▶ [DOEL 1]: Zoek in de lijst alle regels op waarin het woord "pebble" staat, en schrijf ze over.

Voorzitter op vrijdag: "Inzetten op educatieve communicatie, digitalisering en alternatieve geschillenoplossing, daarin valt nog bijzonder veel te winnen"
Deontologie-advies Advies 365
Artikel 2 van het reglement betreffende het overleggen van briefwisseling tussen advocaten - een brief waarbij een advocaat overeenkomstig artikel 737 Gerechtelijk Wetboek aan een andere advocaat zijn stukken meedeelt, verliest in principe zijn vertrouwelijk karakter, ook wanneer de brief niet uitdrukkelijk het niet-vertrouwelijk karakter vermeldt - een brief die vertrouwelijke elementen vermengt met niet-vertrouwelijke moet vertrouwelijk blijven.
Dominique Dombret
Merve Köse
Vraag
Meester X (balie A) zendt op 14 november 2007 aan meester Y (balie B) een brief waarin zij meester Y begroet als tegenstrever en waarin zij haar stukken meedeelt.
Daarnaast gaat zij in deze brief ook in op een verzoek van meester Y om nogmaals ter plaatse te gaan. Zij schrijft dat zij er, om redenen die zij in de brief nader uiteenzet, niet in gelooft dat de cliënte van meester Y toch nog ter plaatse zou willen komen.

▶ [LIJST BIJ OEFENING]:
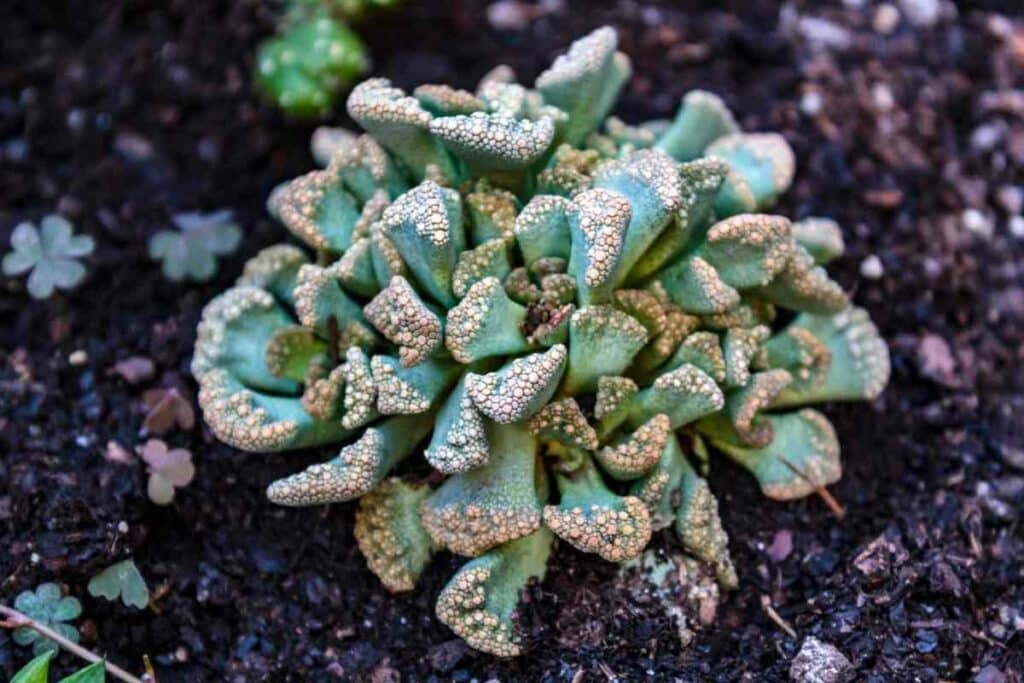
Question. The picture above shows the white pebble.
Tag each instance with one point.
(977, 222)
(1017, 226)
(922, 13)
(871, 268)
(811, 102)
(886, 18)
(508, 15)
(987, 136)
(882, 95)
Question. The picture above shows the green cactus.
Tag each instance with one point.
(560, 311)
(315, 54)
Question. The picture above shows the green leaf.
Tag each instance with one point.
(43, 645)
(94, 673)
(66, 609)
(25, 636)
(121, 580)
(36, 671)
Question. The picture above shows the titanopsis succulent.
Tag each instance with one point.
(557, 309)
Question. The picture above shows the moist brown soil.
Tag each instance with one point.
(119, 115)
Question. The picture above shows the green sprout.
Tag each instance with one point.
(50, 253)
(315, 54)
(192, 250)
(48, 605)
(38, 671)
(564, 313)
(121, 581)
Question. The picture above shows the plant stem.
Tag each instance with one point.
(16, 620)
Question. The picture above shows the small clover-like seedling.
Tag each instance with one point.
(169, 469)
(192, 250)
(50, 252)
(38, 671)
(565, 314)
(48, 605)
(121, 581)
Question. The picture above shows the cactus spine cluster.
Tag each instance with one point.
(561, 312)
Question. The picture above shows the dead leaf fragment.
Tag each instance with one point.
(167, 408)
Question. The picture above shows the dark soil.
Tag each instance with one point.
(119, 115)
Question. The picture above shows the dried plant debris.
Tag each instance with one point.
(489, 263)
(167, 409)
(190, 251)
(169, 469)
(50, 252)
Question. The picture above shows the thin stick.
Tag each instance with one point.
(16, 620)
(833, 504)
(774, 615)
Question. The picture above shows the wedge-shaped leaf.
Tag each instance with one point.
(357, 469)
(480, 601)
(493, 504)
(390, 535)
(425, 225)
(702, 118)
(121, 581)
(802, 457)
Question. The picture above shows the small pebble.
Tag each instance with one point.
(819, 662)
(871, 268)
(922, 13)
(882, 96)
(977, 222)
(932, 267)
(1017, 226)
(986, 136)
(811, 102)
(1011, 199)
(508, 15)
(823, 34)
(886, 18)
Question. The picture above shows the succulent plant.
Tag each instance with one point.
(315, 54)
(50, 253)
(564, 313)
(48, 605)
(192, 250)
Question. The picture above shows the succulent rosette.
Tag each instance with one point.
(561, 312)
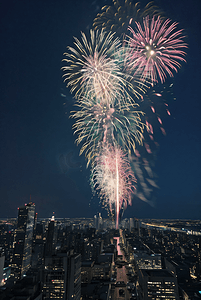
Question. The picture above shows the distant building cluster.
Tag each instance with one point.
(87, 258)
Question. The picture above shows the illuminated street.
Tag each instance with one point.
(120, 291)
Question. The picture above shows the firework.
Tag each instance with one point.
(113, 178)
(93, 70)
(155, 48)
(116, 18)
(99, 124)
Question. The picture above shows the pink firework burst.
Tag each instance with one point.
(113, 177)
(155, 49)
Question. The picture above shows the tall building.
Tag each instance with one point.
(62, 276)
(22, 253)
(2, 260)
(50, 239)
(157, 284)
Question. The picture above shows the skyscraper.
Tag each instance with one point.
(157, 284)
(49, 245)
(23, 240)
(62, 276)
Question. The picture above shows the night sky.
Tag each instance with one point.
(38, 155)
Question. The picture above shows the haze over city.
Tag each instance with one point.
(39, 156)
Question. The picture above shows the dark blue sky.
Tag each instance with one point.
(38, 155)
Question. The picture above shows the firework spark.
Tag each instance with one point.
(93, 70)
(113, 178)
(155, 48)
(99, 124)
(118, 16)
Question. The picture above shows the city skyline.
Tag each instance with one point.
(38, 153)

▶ [DOEL 2]: Schrijf het stuk uit het fragment over, beginnend bij "Deontologie-advies Advies 365" en doorlopend tot en met "haar stukken meedeelt.".

▶ [VERWACHT ANTWOORD 1]:
Question. The picture above shows the white pebble.
Question. The picture above shows the small pebble.

▶ [VERWACHT ANTWOORD 2]:
Deontologie-advies Advies 365
Artikel 2 van het reglement betreffende het overleggen van briefwisseling tussen advocaten - een brief waarbij een advocaat overeenkomstig artikel 737 Gerechtelijk Wetboek aan een andere advocaat zijn stukken meedeelt, verliest in principe zijn vertrouwelijk karakter, ook wanneer de brief niet uitdrukkelijk het niet-vertrouwelijk karakter vermeldt - een brief die vertrouwelijke elementen vermengt met niet-vertrouwelijke moet vertrouwelijk blijven.
Dominique Dombret
Merve Köse
Vraag
Meester X (balie A) zendt op 14 november 2007 aan meester Y (balie B) een brief waarin zij meester Y begroet als tegenstrever en waarin zij haar stukken meedeelt.